(Image location labeling entries)

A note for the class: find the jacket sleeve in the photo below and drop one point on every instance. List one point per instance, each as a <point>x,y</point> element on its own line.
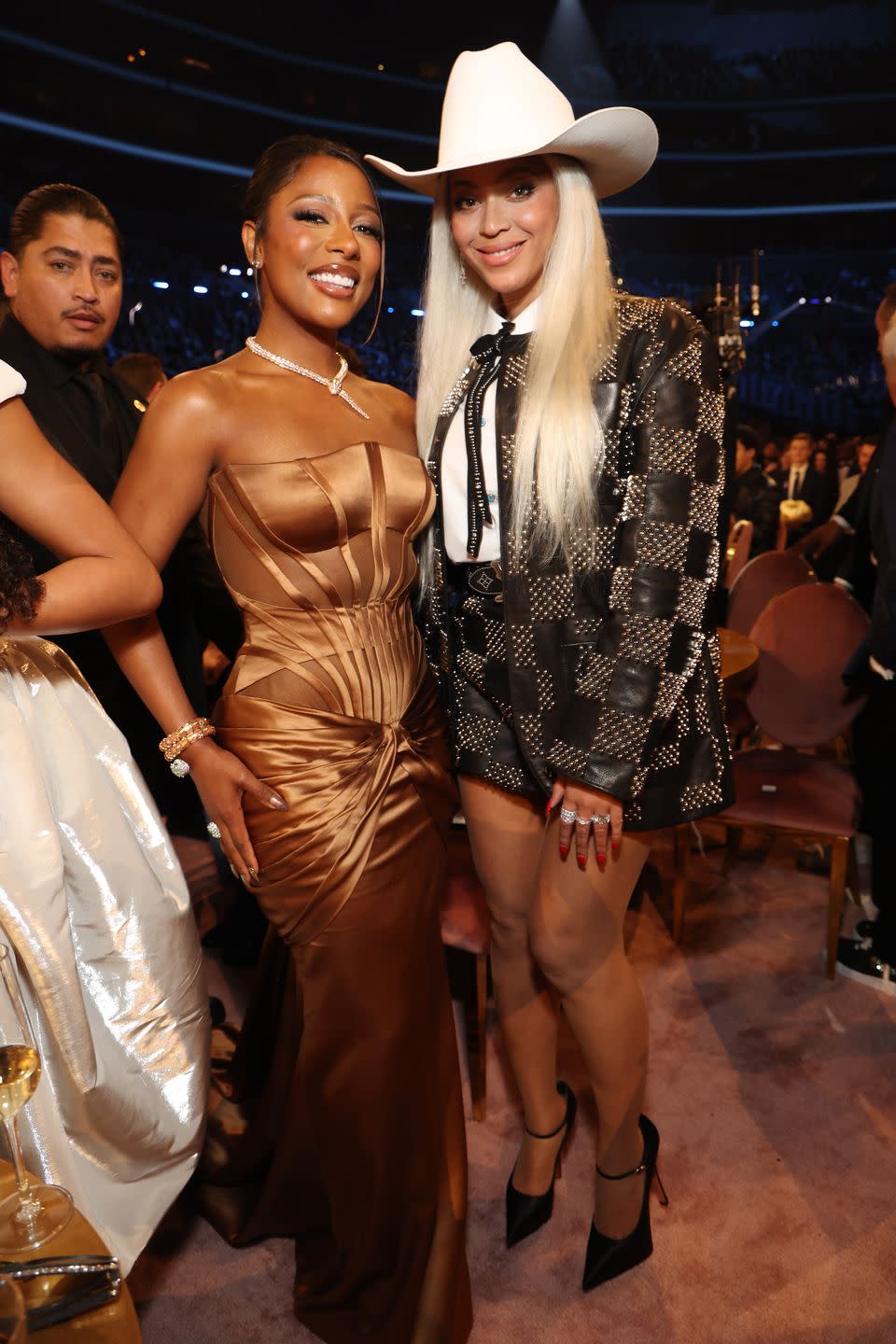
<point>624,687</point>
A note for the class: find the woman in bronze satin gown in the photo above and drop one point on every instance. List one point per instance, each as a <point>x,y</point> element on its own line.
<point>328,777</point>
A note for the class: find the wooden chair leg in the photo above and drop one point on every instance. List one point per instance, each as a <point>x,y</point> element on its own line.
<point>838,863</point>
<point>476,1007</point>
<point>679,880</point>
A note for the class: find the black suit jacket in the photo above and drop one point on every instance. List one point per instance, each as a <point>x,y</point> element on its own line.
<point>613,660</point>
<point>881,525</point>
<point>67,420</point>
<point>819,491</point>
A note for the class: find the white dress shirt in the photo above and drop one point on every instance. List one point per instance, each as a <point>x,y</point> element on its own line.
<point>455,484</point>
<point>797,477</point>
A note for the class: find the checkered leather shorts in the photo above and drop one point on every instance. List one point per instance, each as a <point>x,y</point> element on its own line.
<point>483,741</point>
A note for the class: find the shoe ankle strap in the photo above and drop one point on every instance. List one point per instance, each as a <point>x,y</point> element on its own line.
<point>636,1170</point>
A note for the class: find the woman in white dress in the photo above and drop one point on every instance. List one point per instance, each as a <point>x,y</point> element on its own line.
<point>91,898</point>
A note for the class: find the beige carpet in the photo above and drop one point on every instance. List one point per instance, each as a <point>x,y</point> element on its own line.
<point>776,1097</point>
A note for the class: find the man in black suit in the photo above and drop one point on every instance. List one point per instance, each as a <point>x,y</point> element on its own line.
<point>872,956</point>
<point>801,482</point>
<point>63,280</point>
<point>755,497</point>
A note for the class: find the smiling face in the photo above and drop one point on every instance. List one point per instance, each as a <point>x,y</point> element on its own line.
<point>800,449</point>
<point>318,250</point>
<point>503,220</point>
<point>66,286</point>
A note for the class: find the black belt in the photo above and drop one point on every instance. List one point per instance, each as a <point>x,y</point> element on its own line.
<point>485,580</point>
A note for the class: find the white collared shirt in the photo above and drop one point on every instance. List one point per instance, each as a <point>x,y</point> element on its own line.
<point>797,477</point>
<point>455,484</point>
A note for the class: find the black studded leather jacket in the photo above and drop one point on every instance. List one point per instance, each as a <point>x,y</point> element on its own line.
<point>614,663</point>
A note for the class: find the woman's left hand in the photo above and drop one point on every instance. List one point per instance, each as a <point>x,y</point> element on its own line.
<point>594,811</point>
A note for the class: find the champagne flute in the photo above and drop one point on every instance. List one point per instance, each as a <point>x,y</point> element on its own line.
<point>14,1328</point>
<point>35,1212</point>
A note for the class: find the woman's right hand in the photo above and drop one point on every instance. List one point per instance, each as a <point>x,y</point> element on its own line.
<point>222,779</point>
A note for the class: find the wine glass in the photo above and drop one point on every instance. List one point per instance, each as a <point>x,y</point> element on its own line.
<point>12,1312</point>
<point>35,1211</point>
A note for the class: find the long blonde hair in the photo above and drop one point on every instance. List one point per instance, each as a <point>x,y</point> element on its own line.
<point>559,441</point>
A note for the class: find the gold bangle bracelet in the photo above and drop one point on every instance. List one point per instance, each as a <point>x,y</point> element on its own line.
<point>172,745</point>
<point>187,739</point>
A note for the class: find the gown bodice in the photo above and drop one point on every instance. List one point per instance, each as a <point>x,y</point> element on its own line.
<point>317,553</point>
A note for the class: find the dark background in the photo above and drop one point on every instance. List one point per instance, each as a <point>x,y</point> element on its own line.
<point>776,129</point>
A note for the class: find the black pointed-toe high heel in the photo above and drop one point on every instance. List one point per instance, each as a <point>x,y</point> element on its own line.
<point>608,1257</point>
<point>526,1212</point>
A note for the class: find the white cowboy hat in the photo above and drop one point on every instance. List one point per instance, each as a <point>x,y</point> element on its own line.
<point>498,105</point>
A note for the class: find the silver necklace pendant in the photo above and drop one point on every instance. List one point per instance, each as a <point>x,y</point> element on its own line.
<point>332,385</point>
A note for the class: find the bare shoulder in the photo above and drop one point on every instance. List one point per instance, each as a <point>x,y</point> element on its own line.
<point>193,405</point>
<point>394,412</point>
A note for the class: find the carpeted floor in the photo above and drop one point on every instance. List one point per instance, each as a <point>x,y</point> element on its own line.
<point>776,1096</point>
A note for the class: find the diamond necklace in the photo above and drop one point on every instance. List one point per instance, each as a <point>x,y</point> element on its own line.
<point>333,385</point>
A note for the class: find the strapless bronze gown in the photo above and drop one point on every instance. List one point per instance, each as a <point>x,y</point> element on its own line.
<point>345,1127</point>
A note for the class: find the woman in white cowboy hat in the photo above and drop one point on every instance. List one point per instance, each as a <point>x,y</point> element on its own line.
<point>574,436</point>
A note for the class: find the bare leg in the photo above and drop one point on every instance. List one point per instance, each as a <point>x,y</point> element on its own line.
<point>505,836</point>
<point>577,940</point>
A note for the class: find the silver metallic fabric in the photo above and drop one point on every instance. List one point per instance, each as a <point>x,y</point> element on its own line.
<point>95,907</point>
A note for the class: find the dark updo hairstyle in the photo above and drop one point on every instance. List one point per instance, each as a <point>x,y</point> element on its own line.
<point>19,589</point>
<point>55,198</point>
<point>278,165</point>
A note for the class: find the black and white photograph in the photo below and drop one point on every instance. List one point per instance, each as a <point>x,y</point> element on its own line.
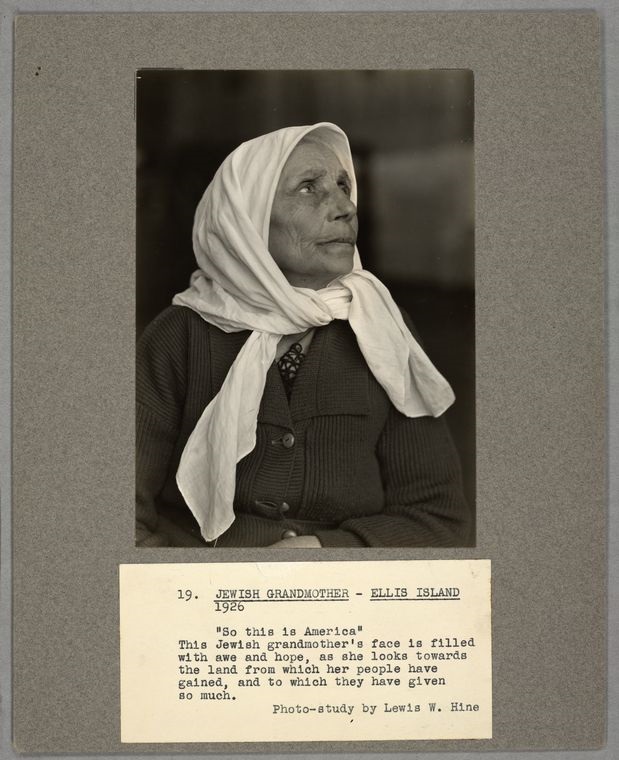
<point>305,371</point>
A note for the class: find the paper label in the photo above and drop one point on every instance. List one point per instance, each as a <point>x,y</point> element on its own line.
<point>300,651</point>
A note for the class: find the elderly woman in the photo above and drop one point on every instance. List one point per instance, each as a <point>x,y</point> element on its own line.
<point>282,399</point>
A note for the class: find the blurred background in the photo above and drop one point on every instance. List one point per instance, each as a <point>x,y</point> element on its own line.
<point>411,134</point>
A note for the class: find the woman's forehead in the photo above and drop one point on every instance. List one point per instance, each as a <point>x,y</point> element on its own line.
<point>313,156</point>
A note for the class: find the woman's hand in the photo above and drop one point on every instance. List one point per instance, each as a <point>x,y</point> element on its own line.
<point>298,542</point>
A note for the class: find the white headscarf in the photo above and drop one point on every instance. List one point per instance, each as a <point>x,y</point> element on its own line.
<point>239,287</point>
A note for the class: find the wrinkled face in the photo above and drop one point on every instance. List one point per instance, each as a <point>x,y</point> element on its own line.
<point>313,227</point>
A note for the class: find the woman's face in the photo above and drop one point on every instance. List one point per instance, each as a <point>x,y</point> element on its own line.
<point>313,227</point>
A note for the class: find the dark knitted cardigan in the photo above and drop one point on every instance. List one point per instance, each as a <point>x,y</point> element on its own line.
<point>338,461</point>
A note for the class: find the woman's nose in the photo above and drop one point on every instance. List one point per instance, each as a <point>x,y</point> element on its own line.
<point>343,207</point>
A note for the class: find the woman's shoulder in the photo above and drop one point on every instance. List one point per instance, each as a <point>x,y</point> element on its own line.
<point>179,329</point>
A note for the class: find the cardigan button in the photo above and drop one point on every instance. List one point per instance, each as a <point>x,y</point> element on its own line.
<point>288,440</point>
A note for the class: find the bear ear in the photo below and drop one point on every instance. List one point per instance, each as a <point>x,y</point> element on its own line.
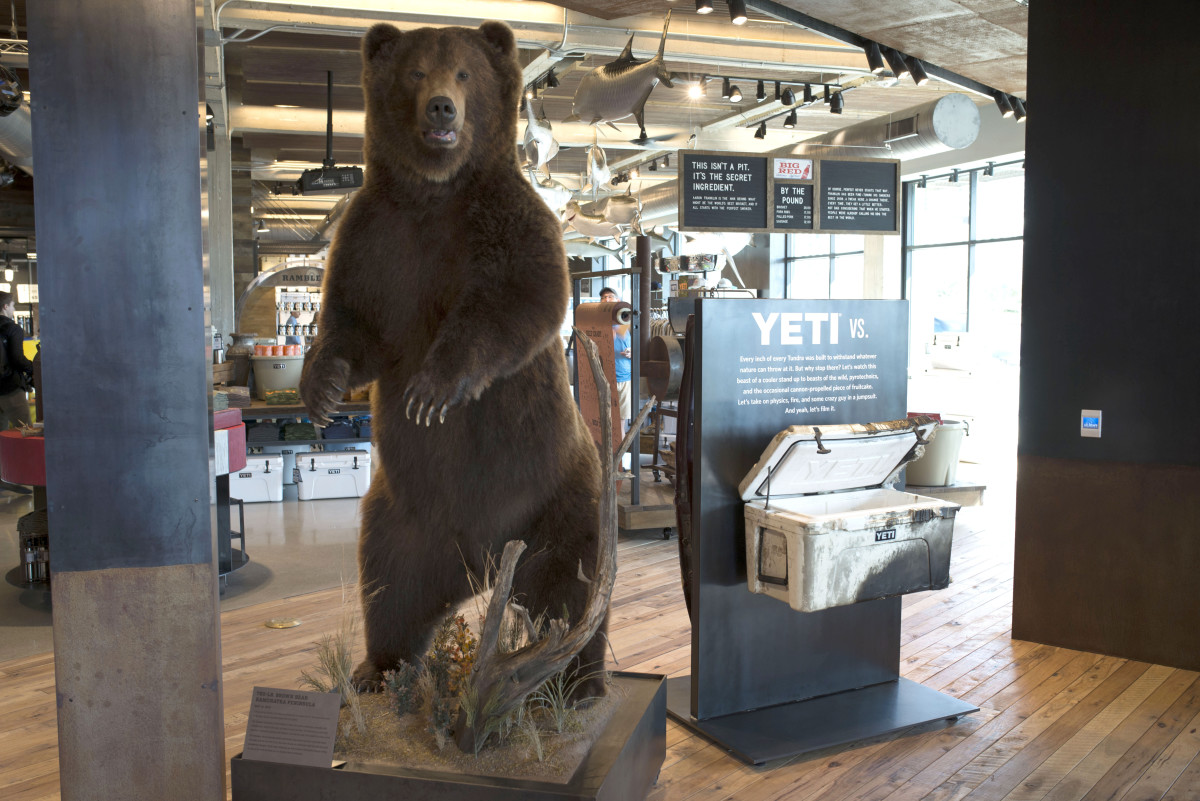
<point>379,36</point>
<point>501,37</point>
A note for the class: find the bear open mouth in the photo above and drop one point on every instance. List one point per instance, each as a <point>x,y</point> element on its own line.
<point>442,138</point>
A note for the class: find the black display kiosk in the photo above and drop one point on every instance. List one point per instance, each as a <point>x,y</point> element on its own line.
<point>768,681</point>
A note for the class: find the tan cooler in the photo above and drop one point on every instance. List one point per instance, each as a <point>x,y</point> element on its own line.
<point>276,373</point>
<point>822,530</point>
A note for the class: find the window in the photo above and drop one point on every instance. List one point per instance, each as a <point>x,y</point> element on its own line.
<point>963,258</point>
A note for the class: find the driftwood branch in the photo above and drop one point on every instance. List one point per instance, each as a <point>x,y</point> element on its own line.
<point>502,681</point>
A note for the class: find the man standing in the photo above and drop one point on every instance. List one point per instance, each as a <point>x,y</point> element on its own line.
<point>623,348</point>
<point>18,371</point>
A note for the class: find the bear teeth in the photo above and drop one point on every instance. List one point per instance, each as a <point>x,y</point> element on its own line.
<point>443,137</point>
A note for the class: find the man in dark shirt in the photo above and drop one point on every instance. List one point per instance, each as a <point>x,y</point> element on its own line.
<point>13,401</point>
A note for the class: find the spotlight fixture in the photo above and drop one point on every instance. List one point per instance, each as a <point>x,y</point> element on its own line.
<point>895,61</point>
<point>1019,109</point>
<point>918,71</point>
<point>1003,104</point>
<point>874,58</point>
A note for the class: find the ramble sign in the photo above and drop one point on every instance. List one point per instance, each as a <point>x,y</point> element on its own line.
<point>762,193</point>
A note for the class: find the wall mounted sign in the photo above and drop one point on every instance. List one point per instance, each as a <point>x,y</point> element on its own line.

- _Goal_
Give the lines from the one containing "A note for the class: find the silver metallic" through the one containing "<point>95,907</point>", both included, as a numbered list with blank lines left out.

- _Answer to the exercise_
1. A note for the class: find the silver metallic fabric in the photo above and drop one point on every instance. List one point per instance, each as a <point>x,y</point> element on its own line.
2. <point>95,907</point>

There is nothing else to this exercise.